begin RECORDS SUPPLIED

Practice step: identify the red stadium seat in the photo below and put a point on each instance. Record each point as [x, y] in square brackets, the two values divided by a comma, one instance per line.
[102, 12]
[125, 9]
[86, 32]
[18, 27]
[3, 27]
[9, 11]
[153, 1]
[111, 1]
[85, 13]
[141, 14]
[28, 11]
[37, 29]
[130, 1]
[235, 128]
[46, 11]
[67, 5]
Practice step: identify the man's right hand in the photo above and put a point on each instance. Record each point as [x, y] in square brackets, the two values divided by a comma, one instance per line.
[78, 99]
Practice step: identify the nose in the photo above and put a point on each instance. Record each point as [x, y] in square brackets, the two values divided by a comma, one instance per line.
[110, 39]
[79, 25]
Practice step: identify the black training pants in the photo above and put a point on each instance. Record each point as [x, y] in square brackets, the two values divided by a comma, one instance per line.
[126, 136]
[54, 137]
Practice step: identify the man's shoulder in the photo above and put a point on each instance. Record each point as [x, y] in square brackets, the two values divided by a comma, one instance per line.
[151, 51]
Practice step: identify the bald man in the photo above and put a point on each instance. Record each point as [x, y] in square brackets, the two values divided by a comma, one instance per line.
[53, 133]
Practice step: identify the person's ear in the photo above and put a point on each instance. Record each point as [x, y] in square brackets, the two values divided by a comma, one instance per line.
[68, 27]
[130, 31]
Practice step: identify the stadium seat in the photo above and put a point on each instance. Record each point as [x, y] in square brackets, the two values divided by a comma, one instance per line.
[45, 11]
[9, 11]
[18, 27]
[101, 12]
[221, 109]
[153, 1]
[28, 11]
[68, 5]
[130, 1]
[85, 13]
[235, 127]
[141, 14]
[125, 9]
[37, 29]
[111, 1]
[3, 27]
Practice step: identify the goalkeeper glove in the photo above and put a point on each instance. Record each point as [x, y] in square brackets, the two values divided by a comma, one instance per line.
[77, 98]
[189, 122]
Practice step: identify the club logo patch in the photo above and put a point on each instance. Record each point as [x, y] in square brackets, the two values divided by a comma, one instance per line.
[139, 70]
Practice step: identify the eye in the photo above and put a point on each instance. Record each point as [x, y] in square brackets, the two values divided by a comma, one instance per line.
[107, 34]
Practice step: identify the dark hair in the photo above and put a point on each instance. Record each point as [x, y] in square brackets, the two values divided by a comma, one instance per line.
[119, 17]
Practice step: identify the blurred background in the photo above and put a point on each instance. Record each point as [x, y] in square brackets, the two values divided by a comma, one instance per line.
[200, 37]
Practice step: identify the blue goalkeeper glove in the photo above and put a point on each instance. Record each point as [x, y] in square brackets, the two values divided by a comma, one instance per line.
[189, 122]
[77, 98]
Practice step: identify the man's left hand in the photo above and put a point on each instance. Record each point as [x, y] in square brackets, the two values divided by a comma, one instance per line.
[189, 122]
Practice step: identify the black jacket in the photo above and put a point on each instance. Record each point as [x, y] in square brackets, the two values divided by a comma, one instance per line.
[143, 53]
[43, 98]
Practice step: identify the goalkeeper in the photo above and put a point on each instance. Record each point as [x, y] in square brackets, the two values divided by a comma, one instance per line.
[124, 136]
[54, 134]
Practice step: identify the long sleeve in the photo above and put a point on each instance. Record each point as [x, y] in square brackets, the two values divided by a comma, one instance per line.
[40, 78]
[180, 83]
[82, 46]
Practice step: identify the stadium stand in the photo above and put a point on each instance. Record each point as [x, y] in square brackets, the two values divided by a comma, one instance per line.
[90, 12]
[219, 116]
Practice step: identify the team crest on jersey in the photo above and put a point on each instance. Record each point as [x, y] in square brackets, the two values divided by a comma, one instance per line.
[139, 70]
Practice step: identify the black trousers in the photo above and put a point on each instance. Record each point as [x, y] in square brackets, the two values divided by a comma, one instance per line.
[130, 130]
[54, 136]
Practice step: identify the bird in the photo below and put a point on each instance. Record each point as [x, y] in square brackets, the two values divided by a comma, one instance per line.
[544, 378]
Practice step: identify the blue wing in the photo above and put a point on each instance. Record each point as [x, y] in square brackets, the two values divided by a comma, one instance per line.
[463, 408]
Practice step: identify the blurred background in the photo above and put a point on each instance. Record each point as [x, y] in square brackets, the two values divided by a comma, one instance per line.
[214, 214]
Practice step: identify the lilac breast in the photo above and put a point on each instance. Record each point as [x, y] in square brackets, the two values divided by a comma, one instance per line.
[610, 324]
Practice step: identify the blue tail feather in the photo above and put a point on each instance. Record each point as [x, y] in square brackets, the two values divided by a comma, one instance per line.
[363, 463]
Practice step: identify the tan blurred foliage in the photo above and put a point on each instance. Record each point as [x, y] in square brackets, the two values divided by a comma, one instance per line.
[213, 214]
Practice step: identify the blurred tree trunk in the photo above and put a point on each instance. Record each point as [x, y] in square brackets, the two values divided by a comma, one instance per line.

end RECORDS SUPPLIED

* **GIVEN TASK**: Take the line holding "Practice step: identify the blue tail" and all lines after it through the end of the data, and set them down exactly.

* **RESULT FOR THIS EXERCISE**:
Practice step: identify the blue tail feather in the photo above and put a point on each instance. Record each point as [x, y] in square brackets, the two values divided by a comma, one instance per line.
[363, 463]
Practice step: identify the tan blurred foliage in the photo above and put a point on each instance. Record each point as [x, y] in square brackets, the two values divided by a comma, one instance per line.
[213, 214]
Practice step: identify the blurred tree trunk in the photo above and put a point on each instance. Record each point as [x, y] in square brackets, the two values divided by a comma, one instance per line.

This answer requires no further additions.